Nurse returns to Mineola 45 years after taking job overseas


Many years ago, Mineola General Hospital perched atop a hill on Mimosa Street. It was a small hospital that served it’s community well, but in 1974, they were experiencing a shortage of trained and skilled registered nurses. 

Through a hiring agency, Ms. Ona DiSalvo, nursing director of the hospital at the time, recruited three nurses from the Philippines. Among them was Glenda Jao Hobart, a nervous 25 year old young lady who had never been away from her home country. 

All she’d seen of the United States was of big cities in movies. 

“I didn’t even know there were such rural areas like Mineola,” says Hobart.

When she arrived in the U.S., Hobart thought she would be working at a big hospital such as the university hospital where she had been working in OB recovery and the nursery, but Mineola General was small and she had to fill many roles. 

The first Christmas she and her friends were here, it snowed, and she missed the warmth of her home and her family. 

Mineola was far from a big city, but she was surprised by what she did find here – kindness and lasting friendship.

[How to complete this task]:
Repeat word for word the part of the nurse article that begins with the words "Through a hiring" and ends with "fill many roles.".

[Entries supplied]:

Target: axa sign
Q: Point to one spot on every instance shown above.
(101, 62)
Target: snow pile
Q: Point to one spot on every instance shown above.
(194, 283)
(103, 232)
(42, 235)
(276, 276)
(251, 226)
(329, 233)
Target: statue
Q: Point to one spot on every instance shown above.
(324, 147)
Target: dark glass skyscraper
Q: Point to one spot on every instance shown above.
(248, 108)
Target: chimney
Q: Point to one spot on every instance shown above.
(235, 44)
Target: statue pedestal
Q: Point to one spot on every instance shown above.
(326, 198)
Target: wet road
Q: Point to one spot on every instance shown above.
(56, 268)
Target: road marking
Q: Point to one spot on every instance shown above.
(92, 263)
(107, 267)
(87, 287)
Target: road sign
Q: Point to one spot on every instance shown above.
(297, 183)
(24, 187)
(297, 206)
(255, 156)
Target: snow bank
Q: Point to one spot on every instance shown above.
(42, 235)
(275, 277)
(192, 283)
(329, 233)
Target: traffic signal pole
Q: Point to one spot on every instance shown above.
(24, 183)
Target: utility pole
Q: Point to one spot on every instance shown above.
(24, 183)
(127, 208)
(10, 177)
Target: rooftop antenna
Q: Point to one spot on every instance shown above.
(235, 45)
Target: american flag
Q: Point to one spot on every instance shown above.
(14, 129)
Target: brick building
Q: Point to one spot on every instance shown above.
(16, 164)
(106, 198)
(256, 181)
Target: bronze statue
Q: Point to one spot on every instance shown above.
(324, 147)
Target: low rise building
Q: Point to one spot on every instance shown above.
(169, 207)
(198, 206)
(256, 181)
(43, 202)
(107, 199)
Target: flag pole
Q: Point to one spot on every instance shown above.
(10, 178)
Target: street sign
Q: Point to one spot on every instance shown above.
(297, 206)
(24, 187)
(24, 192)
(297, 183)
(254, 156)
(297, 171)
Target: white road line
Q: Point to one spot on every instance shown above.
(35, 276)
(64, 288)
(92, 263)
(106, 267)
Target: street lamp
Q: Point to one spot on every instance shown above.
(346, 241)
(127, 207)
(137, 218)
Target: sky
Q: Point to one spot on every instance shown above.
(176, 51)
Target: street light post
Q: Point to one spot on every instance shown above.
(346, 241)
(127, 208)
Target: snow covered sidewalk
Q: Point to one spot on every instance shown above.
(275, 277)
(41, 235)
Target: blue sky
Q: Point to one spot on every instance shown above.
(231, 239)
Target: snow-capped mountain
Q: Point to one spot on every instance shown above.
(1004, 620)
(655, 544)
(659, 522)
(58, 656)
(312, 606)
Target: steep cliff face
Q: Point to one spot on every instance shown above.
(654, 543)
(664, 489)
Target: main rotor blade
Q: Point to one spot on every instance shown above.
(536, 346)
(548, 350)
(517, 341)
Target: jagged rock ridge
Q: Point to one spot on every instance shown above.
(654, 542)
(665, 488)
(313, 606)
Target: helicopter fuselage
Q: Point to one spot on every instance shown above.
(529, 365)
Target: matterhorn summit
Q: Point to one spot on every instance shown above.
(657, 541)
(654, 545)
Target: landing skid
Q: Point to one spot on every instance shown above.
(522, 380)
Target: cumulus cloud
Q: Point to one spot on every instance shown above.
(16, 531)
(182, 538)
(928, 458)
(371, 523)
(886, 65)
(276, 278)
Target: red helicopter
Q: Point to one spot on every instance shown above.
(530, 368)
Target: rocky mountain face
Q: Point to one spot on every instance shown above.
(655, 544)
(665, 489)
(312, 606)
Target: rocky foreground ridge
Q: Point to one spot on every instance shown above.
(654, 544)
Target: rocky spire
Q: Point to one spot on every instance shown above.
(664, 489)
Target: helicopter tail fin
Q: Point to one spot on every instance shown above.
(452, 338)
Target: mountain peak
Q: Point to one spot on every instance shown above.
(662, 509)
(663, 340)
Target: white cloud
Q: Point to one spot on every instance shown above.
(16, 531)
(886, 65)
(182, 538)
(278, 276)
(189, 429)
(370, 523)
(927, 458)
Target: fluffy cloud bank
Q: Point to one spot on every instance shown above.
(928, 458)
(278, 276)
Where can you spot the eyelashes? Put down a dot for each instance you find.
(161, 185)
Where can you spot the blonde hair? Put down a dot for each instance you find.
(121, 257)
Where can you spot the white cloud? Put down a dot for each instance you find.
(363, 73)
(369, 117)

[Exercise output]:
Through a hiring agency, Ms. Ona DiSalvo, nursing director of the hospital at the time, recruited three nurses from the Philippines. Among them was Glenda Jao Hobart, a nervous 25 year old young lady who had never been away from her home country. 

All she’d seen of the United States was of big cities in movies. 

“I didn’t even know there were such rural areas like Mineola,” says Hobart.

When she arrived in the U.S., Hobart thought she would be working at a big hospital such as the university hospital where she had been working in OB recovery and the nursery, but Mineola General was small and she had to fill many roles.